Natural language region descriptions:
== == ==

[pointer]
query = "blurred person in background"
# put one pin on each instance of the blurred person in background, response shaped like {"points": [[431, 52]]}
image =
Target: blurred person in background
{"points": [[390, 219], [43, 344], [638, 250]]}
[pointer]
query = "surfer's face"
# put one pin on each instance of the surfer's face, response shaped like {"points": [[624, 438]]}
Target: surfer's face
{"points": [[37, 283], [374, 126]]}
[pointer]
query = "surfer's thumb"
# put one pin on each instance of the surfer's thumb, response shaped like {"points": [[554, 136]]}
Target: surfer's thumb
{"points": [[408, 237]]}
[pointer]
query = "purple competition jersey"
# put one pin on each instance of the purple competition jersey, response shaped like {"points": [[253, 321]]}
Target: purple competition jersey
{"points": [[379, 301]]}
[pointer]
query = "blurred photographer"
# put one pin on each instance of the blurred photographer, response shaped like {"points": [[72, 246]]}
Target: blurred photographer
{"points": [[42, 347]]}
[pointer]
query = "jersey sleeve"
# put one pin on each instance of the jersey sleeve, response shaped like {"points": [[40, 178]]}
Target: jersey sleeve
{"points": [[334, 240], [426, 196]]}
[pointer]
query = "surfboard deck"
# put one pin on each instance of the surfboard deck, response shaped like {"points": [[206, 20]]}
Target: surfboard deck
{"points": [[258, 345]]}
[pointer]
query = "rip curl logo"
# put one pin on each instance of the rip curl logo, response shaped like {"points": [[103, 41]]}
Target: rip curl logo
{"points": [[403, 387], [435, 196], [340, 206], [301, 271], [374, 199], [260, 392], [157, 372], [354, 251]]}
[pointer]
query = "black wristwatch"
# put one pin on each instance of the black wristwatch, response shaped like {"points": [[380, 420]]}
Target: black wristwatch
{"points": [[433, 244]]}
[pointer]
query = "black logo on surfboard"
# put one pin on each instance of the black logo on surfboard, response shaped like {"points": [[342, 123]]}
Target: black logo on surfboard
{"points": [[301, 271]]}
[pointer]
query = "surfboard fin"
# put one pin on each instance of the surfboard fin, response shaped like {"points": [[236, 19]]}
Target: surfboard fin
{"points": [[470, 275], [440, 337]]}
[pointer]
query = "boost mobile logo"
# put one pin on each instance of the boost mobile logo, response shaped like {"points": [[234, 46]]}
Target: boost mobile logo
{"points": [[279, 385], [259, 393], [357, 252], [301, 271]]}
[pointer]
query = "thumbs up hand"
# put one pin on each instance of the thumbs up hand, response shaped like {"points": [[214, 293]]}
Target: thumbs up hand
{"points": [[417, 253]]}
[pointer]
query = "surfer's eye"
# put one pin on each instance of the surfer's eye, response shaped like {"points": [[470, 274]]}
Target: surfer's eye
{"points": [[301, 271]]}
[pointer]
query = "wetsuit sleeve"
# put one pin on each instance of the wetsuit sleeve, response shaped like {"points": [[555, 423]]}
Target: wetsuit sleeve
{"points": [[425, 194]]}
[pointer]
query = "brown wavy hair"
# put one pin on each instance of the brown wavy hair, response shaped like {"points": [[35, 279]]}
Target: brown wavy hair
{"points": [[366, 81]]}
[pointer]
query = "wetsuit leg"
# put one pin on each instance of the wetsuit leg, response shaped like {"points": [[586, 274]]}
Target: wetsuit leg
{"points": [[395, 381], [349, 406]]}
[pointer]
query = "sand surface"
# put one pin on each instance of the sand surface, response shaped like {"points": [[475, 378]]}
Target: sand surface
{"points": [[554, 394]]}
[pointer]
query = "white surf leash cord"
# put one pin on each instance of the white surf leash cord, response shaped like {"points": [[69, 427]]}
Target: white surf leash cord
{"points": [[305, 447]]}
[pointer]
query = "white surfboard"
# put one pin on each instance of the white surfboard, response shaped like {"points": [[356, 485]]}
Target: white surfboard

== == ==

WORK TO BE COMPLETED
Copy out each entry above with no deviation.

RESPONSE AREA
[pointer]
query = "blurred person in background"
# put one pin on each instance of the blurred person in background, response shaped like {"points": [[431, 52]]}
image =
Target: blurred person in background
{"points": [[390, 219], [43, 344], [638, 250]]}
[pointer]
query = "surfer's face"
# put one pin on each instance of the surfer's face, response shaped like {"points": [[624, 438]]}
Target: surfer's face
{"points": [[37, 283], [374, 126]]}
[pointer]
query = "surfer's thumb"
# put one pin on each instance of the surfer's thumb, response shaped like {"points": [[554, 136]]}
Target: surfer's thumb
{"points": [[408, 237]]}
[pointer]
query = "purple competition jersey"
# put one pin on each instance of the purple competition jersey, response shaped like {"points": [[253, 321]]}
Target: purple competition jersey
{"points": [[379, 301]]}
[pointer]
query = "blurred photographer"
# put one pin on each instance of the blurred photographer, response shaped like {"points": [[72, 246]]}
Target: blurred photographer
{"points": [[42, 347]]}
[pointer]
query = "jersey sleeve"
# put one pin on each instance of the jersey sleeve, response shaped like {"points": [[40, 178]]}
Target: jersey sleeve
{"points": [[334, 240], [426, 196]]}
[pointer]
query = "surfboard deck"
# put one pin on each instance of the surfboard deck, response shaped like {"points": [[206, 20]]}
Target: surfboard deck
{"points": [[258, 345]]}
[pointer]
query = "rip curl logo"
# put one pin on each instance of the rip curl logo, response shaped like {"points": [[103, 41]]}
Target: rip curl logo
{"points": [[403, 387], [435, 196], [340, 206], [301, 271], [374, 199], [260, 392], [157, 372], [354, 251]]}
[pointer]
query = "black wristwatch"
# put one pin on each instance of the black wristwatch, response shaped like {"points": [[380, 420]]}
Target: black wristwatch
{"points": [[433, 244]]}
[pointer]
query = "black logo on surfboard"
# put one pin on each instance of the black logo on surfboard, response shaped like {"points": [[342, 123]]}
Target: black logo on surfboard
{"points": [[301, 271]]}
[pointer]
query = "surfboard fin"
# put one pin on each instance of the surfboard fin, response shaped like {"points": [[236, 19]]}
Target: surfboard fin
{"points": [[470, 275], [440, 337]]}
[pointer]
query = "boost mobile logo"
# put one pin on each instance of the boost mobile logo, response shaped like {"points": [[234, 46]]}
Target: boost mobile logo
{"points": [[279, 385], [259, 393], [357, 252], [301, 271]]}
[pointer]
query = "thumbs up hand"
# put one pin on each instance of the thumbs up hand, response shaped like {"points": [[214, 293]]}
Target: thumbs up hand
{"points": [[417, 253]]}
[pointer]
query = "surfer's eye"
# put one pin on each instance of the surfer's eye, response shaped like {"points": [[470, 274]]}
Target: surfer's eye
{"points": [[301, 271]]}
[pointer]
query = "wetsuit sleeve"
# put one pin on each instance of the wetsuit sleeve, response shaped like {"points": [[555, 423]]}
Target: wetsuit sleeve
{"points": [[425, 194]]}
[pointer]
query = "brown wavy hair"
# put one pin on each instance of the brown wavy hair, response shaped like {"points": [[35, 279]]}
Target: brown wavy hair
{"points": [[366, 81]]}
[pointer]
query = "wetsuit leg"
# put one pin on each instance of the wetsuit leg, response shaped like {"points": [[586, 274]]}
Target: wetsuit leg
{"points": [[395, 381], [349, 406]]}
[pointer]
query = "sand surface"
# put one pin on each instance of the sand surface, response shaped like {"points": [[475, 378]]}
Target: sand surface
{"points": [[554, 394]]}
[pointer]
query = "white surf leash cord"
# put one pin on each instance of the white surf leash cord, response shaped like {"points": [[69, 427]]}
Target: white surf leash cord
{"points": [[305, 447]]}
[pointer]
query = "white surfboard"
# put one pin on each instance of the white surfboard, response shaped like {"points": [[356, 485]]}
Target: white surfboard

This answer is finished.